- Collected data entries
* begin *

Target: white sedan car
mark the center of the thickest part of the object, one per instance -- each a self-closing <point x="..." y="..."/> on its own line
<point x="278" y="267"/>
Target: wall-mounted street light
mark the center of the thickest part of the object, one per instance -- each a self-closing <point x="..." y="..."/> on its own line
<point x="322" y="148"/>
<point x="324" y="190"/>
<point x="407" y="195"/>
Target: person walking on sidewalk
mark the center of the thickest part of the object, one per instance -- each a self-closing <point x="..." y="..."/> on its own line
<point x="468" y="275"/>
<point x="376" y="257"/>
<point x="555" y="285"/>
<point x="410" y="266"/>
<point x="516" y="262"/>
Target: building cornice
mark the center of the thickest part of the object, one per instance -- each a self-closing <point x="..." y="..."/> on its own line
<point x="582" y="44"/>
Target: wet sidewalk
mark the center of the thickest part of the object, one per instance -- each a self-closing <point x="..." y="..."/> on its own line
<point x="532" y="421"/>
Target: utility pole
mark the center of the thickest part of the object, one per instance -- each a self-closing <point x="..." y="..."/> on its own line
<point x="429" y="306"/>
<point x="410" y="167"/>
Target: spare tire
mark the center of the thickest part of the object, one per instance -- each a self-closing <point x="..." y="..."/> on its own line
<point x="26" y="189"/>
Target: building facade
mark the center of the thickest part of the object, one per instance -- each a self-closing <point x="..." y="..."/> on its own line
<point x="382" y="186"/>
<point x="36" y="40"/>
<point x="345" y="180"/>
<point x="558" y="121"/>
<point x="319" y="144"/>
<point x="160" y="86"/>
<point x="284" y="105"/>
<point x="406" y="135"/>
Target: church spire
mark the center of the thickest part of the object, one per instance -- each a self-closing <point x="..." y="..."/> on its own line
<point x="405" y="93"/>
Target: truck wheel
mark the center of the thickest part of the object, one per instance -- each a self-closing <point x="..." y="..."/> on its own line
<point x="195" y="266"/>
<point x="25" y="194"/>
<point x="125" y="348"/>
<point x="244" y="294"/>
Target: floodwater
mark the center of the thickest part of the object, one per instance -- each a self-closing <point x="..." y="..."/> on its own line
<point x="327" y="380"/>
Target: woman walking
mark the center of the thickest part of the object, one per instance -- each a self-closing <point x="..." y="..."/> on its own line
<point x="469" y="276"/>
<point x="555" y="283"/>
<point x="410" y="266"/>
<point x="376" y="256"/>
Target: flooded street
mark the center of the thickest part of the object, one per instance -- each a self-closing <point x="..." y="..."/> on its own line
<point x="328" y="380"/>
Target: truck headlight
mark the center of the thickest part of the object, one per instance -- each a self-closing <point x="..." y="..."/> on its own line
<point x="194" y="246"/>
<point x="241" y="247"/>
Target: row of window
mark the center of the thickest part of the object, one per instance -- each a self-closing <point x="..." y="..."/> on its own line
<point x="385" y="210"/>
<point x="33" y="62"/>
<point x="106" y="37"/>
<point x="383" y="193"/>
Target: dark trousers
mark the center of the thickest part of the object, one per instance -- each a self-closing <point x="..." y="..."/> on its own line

* end *

- Exercise
Print the records exactly, starting with the line that contains "Target: flooded street" and continuing through the last line of the records.

- Response to the task
Target: flooded street
mark the center of the thickest part of the object, one per instance -- each a self-closing <point x="..." y="..."/> on its own line
<point x="328" y="380"/>
Target: truck headlight
mark the center of the thickest part of the object, one per instance -- each a self-closing <point x="..." y="..."/> on its own line
<point x="194" y="246"/>
<point x="241" y="247"/>
Target: row of window
mark the center of the thickest part of the object, one per instance -- each a self-closing <point x="..." y="..."/> on its own line
<point x="385" y="210"/>
<point x="33" y="62"/>
<point x="106" y="37"/>
<point x="383" y="193"/>
Target: dark trousers
mark the center of the thickest part of the object, one per instance -- each a self-closing <point x="..." y="..."/> on its own line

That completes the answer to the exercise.